■ **Exercise description**:
Copy every line in the records below that contains the word "dark".

═══ Provided data

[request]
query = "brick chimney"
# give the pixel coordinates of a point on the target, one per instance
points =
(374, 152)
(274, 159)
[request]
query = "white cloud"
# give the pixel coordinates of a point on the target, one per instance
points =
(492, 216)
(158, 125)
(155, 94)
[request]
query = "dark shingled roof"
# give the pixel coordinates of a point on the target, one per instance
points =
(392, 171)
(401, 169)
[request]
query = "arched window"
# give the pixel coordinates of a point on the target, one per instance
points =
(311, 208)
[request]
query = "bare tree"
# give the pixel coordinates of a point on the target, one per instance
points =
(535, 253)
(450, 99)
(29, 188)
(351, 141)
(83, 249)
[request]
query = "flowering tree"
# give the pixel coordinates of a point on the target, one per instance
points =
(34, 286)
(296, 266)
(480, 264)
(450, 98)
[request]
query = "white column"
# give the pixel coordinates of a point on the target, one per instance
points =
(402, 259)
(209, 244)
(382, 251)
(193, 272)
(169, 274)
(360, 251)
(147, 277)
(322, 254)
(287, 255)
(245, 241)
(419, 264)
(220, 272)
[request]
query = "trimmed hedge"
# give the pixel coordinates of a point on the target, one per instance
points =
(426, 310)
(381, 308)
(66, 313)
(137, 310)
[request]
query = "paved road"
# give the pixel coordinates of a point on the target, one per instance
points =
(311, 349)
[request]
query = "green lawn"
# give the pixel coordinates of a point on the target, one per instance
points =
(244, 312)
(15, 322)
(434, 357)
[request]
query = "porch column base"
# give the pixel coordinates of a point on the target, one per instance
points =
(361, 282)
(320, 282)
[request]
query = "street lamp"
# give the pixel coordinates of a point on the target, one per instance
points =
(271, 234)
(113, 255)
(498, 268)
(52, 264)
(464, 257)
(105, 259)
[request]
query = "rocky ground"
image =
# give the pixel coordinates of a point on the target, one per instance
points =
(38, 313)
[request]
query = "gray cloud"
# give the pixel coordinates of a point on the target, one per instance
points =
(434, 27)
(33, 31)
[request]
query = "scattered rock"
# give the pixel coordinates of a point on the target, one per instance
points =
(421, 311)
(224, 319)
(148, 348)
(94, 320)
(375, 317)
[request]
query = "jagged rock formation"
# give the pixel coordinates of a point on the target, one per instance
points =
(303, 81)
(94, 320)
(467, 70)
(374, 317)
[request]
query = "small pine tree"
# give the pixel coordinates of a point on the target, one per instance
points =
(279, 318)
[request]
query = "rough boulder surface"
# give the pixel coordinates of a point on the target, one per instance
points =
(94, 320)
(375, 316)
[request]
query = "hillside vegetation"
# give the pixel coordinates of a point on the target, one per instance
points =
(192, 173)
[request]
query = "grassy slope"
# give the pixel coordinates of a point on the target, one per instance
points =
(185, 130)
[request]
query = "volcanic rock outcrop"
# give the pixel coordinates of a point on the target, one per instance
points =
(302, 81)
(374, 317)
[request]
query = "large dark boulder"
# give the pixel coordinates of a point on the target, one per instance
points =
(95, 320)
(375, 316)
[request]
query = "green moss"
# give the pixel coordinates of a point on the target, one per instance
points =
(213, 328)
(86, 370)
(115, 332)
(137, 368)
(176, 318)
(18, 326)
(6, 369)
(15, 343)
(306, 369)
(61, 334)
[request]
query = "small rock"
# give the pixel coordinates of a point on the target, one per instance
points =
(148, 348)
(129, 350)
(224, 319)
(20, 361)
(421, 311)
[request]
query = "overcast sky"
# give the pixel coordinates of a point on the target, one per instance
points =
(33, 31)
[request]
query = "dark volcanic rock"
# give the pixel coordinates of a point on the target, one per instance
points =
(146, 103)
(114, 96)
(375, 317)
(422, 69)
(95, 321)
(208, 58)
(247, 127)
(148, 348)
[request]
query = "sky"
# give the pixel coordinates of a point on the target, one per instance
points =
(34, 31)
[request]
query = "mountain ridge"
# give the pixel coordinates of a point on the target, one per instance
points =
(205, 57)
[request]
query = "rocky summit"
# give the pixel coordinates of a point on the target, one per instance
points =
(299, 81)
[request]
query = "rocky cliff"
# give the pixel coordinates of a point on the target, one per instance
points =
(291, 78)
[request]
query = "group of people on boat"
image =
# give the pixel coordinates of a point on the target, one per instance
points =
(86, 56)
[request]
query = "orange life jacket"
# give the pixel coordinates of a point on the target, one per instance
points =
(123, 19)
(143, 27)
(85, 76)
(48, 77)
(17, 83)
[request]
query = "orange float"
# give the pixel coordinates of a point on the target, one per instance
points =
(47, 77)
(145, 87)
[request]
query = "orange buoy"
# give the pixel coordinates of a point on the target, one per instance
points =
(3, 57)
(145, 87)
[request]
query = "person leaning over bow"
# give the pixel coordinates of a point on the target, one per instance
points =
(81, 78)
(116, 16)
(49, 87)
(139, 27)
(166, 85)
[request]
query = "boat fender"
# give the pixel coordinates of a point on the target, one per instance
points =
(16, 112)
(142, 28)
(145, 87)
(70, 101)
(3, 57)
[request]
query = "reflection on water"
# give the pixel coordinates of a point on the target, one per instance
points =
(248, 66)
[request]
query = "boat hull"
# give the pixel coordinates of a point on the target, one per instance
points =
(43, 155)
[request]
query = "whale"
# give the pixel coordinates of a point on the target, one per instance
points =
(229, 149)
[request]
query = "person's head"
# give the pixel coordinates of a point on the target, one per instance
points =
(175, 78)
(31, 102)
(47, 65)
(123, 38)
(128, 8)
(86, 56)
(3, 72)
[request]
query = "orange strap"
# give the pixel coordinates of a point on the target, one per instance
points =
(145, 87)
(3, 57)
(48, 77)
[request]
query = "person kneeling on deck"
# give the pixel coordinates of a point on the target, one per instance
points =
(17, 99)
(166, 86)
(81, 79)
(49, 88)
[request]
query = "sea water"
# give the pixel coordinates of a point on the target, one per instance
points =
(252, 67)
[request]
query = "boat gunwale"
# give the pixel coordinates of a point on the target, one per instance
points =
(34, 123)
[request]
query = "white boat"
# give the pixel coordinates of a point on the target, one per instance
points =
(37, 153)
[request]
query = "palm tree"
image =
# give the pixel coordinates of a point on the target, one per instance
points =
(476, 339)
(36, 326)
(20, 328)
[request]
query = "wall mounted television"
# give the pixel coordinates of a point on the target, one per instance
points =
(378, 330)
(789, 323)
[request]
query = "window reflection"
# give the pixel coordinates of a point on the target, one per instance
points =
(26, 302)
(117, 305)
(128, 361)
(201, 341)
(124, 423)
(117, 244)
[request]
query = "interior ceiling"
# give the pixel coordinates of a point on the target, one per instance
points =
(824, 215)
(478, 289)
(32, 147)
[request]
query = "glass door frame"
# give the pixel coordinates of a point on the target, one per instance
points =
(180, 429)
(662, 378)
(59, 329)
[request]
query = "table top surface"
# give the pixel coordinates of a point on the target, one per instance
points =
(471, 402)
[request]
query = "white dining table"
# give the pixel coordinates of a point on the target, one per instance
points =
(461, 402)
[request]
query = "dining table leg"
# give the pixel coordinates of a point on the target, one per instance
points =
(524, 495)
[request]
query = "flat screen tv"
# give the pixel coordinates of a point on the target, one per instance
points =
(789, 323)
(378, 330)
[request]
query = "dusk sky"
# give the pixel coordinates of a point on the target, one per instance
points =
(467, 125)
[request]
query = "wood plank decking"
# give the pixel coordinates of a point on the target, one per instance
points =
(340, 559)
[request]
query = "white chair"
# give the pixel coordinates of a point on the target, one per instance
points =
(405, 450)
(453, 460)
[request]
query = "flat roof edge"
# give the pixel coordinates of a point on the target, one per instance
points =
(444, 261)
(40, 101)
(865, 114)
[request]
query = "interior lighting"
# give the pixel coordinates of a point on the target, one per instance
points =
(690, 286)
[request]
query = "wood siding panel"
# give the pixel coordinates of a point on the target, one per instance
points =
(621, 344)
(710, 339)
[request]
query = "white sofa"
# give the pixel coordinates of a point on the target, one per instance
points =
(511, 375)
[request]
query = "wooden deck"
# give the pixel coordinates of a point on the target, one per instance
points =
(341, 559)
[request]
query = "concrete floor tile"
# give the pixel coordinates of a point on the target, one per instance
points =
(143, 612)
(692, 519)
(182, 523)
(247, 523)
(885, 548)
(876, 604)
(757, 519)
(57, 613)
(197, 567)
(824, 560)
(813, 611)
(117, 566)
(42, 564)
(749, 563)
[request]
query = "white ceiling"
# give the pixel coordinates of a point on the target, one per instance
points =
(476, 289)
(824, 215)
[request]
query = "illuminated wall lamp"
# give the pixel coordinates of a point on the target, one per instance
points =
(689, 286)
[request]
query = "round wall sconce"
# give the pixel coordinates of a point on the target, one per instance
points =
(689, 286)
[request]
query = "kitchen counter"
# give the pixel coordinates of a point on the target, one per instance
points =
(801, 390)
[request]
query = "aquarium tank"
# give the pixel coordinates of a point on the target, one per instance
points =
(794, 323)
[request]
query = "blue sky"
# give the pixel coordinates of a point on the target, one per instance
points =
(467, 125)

══════

■ **Your solution**:
query = "dark shingled roof"
query = "large dark boulder"
query = "dark volcanic rock"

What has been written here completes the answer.